**SOURCE TEXT**
- - - - -

# Too many babies!!!



## Cichlid1000 (Nov 3, 2008)

I already have one tank full of electric blue fry and now 3 more are pregnant and I am about to take the babies out of one of the mothers mouth. I have one other tank besides the one that is being used for the fry already and its bigger so I'm going to put the fry I hvae at the moment in there. Is 10 days too much of a gap (in how much they would have grown) between the two batches of fry because otherwise I'm going to have to buy another tank??


----------



## aspects (Feb 1, 2009)

are you trying to keep all of them?
i have this problem all the time, having too much fry, but i just use them as feeders.


----------



## Cichlid1000 (Nov 3, 2008)

Yea I would like to keep them all, but if I have to I might use them as feeders, but I dont think I'd be able to do it because it just doesnt feel right for me


----------



## aspects (Feb 1, 2009)

dont worry about it. there are lots of people out there who feel the same way as you, but its natural. big fish eat little fish, thats just the way of the world. you should feel bad about feeding fish manufactured flakes and pellets. more then feeding them fry.


----------



## Cichlid1000 (Nov 3, 2008)

- - - - -

**WRITTEN PROBLEM A**
Using the thread about fish fry, decide whether each statement agrees with it, and for each give yes or no along with the exact words from the thread that settle it. (i) Cichlid1000 already has a tank full of electric blue fry. (ii) Cichlid1000's other tank is smaller than the one holding the fry. (iii) aspects says feeding fish flakes and pellets is worse than feeding them fry.
**WRITTEN PROBLEM B**
Write the next part of the thread about fish fry, starting right after its final heading.
The lines that come next were taken from a different source.

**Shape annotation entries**
- - - - -

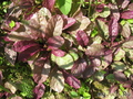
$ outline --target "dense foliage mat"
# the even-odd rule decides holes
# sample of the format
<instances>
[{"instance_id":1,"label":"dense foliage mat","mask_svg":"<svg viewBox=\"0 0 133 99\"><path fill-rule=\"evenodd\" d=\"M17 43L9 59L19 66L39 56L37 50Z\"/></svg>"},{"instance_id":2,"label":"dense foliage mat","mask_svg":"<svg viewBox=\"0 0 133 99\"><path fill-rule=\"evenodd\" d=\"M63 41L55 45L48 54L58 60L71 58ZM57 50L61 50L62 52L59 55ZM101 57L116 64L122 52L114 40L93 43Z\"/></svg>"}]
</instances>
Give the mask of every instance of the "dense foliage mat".
<instances>
[{"instance_id":1,"label":"dense foliage mat","mask_svg":"<svg viewBox=\"0 0 133 99\"><path fill-rule=\"evenodd\" d=\"M0 3L1 99L133 99L133 0Z\"/></svg>"}]
</instances>

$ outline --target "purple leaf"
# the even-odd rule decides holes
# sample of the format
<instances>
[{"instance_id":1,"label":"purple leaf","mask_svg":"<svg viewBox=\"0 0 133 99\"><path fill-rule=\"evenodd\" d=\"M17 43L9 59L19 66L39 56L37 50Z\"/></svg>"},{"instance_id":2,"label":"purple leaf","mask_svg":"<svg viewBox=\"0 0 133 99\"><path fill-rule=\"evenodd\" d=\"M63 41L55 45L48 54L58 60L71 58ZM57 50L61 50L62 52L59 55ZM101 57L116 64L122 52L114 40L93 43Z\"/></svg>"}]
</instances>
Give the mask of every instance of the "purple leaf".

- - - - -

**FINAL RESULT A**
(i) Yes: "I already have one tank full of electric blue fry"
(ii) No: "I have one other tank besides the one that is being used for the fry already and its bigger"
(iii) Yes: "you should feel bad about feeding fish manufactured flakes and pellets. more then feeding them fry."

**FINAL RESULT B**
Yea I suppose, I dont think all three females will be successful, I know one is because I can see the babies in its mouth so I will strip tomorrow.


----------



## emc7 (Jul 23, 2005)

Its a rule to keep like sizes together, not like ages. Watch them eat and if all get some food, it will be okay. Usually fry get along until one start to drive the others away and gobbles all the food. I think fry within 2 months will be ok together, but you should always watch them. Usually Malawians are pretty good together until they get over an inch.


----------



## Cichlid1000 (Nov 3, 2008)

Ok thanks for the help guys


----------



## Cichlid1000 (Nov 3, 2008)

Striped her last night and there was another 20-30 baby fry 
When they become free swimming I will put them in with the others.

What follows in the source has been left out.